# START OF Materials provided

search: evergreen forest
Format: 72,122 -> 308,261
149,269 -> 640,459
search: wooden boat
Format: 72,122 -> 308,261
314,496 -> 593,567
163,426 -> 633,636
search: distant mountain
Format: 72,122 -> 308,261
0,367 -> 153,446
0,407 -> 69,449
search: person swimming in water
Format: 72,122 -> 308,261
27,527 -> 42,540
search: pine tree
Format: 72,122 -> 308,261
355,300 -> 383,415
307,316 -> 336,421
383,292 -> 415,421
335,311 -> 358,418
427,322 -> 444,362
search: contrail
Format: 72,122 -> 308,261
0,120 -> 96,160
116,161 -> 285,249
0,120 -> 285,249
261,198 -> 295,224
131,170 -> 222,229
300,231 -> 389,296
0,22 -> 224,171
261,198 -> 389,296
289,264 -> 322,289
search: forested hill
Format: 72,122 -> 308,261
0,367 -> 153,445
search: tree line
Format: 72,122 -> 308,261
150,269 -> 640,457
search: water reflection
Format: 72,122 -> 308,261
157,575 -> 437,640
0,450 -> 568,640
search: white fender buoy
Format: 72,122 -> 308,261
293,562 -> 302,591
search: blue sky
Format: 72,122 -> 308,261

# END OF Materials provided

◆ Requirements: Copy out the records word for word, beginning at the line that contains "search: person swimming in water" and stopping after the line that contains "427,322 -> 444,362".

◆ Full output:
search: person swimming in water
Format: 72,122 -> 308,261
27,527 -> 42,540
search: pine tree
Format: 72,122 -> 308,261
355,300 -> 383,415
307,316 -> 336,421
383,292 -> 415,421
335,311 -> 358,418
427,322 -> 444,362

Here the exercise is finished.